* Given exercise
Retype the listing word for word, starting at the line containing "Find every instance of the girl in" and ending with the final line of the listing, both included.

Location annotation dataset excerpts:

════

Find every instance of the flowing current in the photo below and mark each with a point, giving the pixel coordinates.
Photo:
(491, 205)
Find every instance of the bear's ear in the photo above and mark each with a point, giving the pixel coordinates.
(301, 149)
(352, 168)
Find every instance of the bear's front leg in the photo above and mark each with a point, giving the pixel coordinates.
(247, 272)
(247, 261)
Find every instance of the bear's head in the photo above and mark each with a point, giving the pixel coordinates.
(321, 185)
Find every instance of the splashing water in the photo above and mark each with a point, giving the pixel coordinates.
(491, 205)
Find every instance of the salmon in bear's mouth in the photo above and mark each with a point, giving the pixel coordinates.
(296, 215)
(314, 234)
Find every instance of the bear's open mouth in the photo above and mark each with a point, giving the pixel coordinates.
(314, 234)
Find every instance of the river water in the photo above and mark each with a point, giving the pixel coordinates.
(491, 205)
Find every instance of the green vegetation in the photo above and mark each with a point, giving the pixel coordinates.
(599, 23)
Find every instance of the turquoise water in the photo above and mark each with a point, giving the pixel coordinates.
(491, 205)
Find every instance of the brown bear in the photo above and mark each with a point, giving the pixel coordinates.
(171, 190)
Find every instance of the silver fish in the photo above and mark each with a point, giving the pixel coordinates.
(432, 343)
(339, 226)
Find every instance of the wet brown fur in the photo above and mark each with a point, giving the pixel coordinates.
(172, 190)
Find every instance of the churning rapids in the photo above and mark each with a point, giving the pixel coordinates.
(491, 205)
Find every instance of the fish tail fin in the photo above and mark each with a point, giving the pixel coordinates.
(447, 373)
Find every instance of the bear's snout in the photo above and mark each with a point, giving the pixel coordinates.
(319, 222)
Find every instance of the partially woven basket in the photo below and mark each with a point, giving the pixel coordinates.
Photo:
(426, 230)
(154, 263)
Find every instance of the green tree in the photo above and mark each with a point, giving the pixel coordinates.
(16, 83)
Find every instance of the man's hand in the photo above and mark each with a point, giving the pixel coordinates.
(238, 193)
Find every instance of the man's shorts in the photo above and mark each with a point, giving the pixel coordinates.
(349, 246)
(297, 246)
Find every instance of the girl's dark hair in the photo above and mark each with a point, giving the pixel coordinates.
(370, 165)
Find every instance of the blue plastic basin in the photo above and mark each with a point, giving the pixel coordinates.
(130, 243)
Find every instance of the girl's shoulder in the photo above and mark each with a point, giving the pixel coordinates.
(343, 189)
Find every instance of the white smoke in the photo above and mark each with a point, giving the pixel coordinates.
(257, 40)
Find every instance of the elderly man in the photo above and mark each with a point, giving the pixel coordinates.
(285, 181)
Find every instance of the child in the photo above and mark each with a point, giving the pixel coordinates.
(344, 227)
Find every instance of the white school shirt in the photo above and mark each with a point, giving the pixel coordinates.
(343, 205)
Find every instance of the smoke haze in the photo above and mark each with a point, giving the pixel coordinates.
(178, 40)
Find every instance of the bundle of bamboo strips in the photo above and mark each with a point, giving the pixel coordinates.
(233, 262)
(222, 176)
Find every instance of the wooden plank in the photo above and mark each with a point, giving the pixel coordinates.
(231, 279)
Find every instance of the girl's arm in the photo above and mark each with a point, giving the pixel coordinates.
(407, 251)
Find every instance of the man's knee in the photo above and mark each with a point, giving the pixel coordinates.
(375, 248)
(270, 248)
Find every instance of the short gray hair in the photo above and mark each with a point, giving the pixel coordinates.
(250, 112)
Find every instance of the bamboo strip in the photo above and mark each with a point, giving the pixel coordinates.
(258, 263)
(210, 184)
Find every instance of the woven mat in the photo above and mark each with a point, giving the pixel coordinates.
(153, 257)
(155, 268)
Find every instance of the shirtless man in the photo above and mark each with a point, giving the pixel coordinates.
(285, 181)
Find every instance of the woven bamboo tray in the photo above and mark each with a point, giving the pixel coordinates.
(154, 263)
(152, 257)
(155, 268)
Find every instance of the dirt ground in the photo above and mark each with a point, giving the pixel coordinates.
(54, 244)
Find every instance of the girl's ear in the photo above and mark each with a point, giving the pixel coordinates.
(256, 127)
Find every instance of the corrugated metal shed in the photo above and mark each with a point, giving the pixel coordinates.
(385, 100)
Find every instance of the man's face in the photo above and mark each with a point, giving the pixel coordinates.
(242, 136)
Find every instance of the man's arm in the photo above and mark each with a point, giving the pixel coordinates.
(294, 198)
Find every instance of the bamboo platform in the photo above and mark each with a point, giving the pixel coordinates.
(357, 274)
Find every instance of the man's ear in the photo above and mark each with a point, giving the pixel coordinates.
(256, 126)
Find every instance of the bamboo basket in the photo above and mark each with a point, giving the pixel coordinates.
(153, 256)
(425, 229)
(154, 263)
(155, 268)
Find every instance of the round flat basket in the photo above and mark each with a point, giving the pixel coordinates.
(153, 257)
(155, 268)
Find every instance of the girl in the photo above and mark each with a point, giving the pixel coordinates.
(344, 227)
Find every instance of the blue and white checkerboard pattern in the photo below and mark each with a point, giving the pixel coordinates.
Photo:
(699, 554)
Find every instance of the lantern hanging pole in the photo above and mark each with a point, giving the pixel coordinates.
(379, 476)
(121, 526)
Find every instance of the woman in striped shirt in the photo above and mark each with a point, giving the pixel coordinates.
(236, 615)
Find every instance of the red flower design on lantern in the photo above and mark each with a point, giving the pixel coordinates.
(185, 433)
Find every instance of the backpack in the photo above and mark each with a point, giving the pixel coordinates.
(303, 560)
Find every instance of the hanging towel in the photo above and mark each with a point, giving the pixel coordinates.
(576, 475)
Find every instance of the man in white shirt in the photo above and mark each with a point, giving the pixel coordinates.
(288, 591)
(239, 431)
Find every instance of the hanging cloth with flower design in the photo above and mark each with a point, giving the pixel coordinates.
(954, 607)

════

* Reply to the task
Find every instance of the girl in the photo above and mark each with a point, giving the pixel coordinates.
(344, 227)
Find every instance of the blue and white checkerboard pattern in the photo below and mark each with a point, giving the pixel coordinates.
Photo:
(699, 554)
Find every instance of the lantern hanging pole in the photo above and mark each with a point, giving the pixel coordinates.
(379, 476)
(121, 526)
Find every instance of the woman in striped shirt in the photo above and mark each with a point, giving the pixel coordinates.
(236, 615)
Find every instance of the red flower design on lantern in the photo above and mark each with a point, giving the pixel coordinates.
(185, 433)
Find every instance of the backpack in the photo above and mark each with a point, giving the pixel coordinates.
(303, 560)
Find every instance of the hanging towel in the photo above and mark each with a point, giving the pixel coordinates.
(576, 475)
Find every instance of the man in white shirt in the photo above and mark each with a point, giving the pixel coordinates.
(288, 591)
(239, 431)
Find every instance of the hanging cloth with flower design in the photo above and mark each with a point, giving the pixel coordinates.
(954, 607)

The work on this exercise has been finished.